Region pointing data
# # # # #
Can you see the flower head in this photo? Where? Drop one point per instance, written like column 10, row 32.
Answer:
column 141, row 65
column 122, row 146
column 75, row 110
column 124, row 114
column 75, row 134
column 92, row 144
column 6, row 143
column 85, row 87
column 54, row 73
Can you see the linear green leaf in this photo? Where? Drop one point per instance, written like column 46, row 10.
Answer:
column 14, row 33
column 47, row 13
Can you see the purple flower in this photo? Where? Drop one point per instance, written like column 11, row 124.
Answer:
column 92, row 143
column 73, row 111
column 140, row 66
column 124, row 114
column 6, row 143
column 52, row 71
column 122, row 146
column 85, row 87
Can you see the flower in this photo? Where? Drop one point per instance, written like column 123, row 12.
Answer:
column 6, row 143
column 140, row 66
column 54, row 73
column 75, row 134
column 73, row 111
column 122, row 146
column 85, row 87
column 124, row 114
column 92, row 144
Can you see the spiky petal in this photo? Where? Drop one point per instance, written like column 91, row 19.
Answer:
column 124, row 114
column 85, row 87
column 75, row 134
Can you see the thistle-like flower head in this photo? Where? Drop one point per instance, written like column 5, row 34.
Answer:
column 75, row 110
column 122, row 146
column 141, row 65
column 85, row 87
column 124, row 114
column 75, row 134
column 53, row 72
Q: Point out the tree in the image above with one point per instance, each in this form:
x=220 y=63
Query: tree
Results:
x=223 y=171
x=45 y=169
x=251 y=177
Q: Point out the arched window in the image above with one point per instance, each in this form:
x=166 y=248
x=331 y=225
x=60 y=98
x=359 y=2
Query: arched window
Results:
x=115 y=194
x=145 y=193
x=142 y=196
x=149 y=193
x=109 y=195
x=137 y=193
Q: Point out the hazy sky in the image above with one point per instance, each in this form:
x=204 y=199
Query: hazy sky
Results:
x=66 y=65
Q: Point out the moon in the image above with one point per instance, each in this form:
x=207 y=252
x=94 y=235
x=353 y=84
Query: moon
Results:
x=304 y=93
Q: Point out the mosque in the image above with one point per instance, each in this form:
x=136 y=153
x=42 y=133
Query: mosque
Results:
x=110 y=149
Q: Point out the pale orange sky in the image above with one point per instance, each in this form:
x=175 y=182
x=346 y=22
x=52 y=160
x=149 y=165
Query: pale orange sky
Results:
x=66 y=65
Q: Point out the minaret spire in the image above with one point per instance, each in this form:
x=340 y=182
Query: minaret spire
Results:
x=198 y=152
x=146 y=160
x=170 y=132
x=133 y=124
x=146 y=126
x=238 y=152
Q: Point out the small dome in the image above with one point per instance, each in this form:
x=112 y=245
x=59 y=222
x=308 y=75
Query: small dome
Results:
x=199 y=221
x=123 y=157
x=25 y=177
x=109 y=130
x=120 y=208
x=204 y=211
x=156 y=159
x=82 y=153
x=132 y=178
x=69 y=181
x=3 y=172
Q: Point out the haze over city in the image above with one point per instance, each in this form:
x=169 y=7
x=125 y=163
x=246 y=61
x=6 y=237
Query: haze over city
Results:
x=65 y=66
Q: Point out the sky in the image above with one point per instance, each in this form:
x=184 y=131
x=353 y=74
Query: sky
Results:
# # # # #
Say only how many lines in the records carry the word "written".

6